▶ [WORK INSTRUCTIONS]:
• 1. Using the blog post about radiation #6, decide whether each statement agrees with it: (a) Dr. Rost is the medical director of radiation oncology; (b) the treatment that day was the writer's fifth radiation session; (c) the writer said nothing to Dr. Rost about the two medical oncologists. Answer yes or no for each and quote the words that settle it.
• 2. Carry the blog post about radiation #6 forward from its last sentence, in the same voice.

▶ [SELECTED EXTRACT]:

Tuesday, May 26, 2009

5.26.09 - radiation #6 and finally a doctor i really like

had radiation #6 today, then met with dr. rost. he's the medical director of radiation oncology and he's my doc. there is something about him that is so disarming and so reassuring and so down to earth. there is no pretentiousness about him at all. the only other doctor i've met since my ordeal began that i trusted and felt safe with was dr. mark moasser at UCSF. the two medical oncologists that i'm stuck with here because of insurance are absolute...well, we don't need to go into that again. i've already raked them over the coals in this blog and i hate thinking about them. i talked to dr. rost about them a little bit today, told him i think they should be run out of town (to say the least). i like dr. rost's body language and the way he listens and responds. it's so shocking and so wonderful to have a doctor here that i like and trust.

Point localization data
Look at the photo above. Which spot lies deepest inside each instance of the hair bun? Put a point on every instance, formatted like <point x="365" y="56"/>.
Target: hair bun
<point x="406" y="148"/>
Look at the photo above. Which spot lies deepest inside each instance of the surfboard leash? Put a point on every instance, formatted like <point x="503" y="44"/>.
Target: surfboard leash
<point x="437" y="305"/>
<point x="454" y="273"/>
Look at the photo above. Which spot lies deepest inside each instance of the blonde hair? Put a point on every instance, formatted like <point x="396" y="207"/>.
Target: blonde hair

▶ [LIST OF ANSWERS]:
• 1.
(a) Yes: "he's the medical director of radiation oncology"
(b) No: "had radiation #6 today"
(c) No: "i talked to dr. rost about them a little bit today"

• 2.
i asked him what he thought about genetic testing. i assumed that because my birth mother and grandmother died of breast cancer that spread to the bone, he'd say i needed it, and if i was positive for the BRCA genes, then i'd need to have an oopherectomy. but he said no, that because i'm postmenopausal, it's not necessary. he expressed more thoughts about it, but bottom line is that he doesn't recommend it. no one else has told me that before.

then we talked about scans. he said i'd have a PET scan of my body six months after the end of chemo, which means november. (my idiotic med onc said i'd only need chest x-rays and bloodwork every three months, that i won't have any scans at all. i'm ignoring him completely and only listening to rost. rost agreed the chest x-rays are unnecessary.) he said they don't do a scan of the brain. i asked why, since i've read that one of the main places breast cancer comes back is the brain. he said that if had cancer spread to the brain, we'd know it - headaches and i'd act strange. then he said, "but in your case that would be hard to know," which totally cracked me up! he's got me figured out.

i told dr. rost how much i like having him as my doctor and that he seems like a teddy bear. i hope that didn't insult him. i meant it in the best way possible. he's got the most adorable face and smile, and he's very teddy bearish in a nice hugable sort of way.

i am so enormously relieved to have a doctor i like and trust, and so encouraged by the thought that i might not have to have the genetic testing and oopherectomy, i sat in my car and cried and cried. it felt good.

11 comments:

Joy said...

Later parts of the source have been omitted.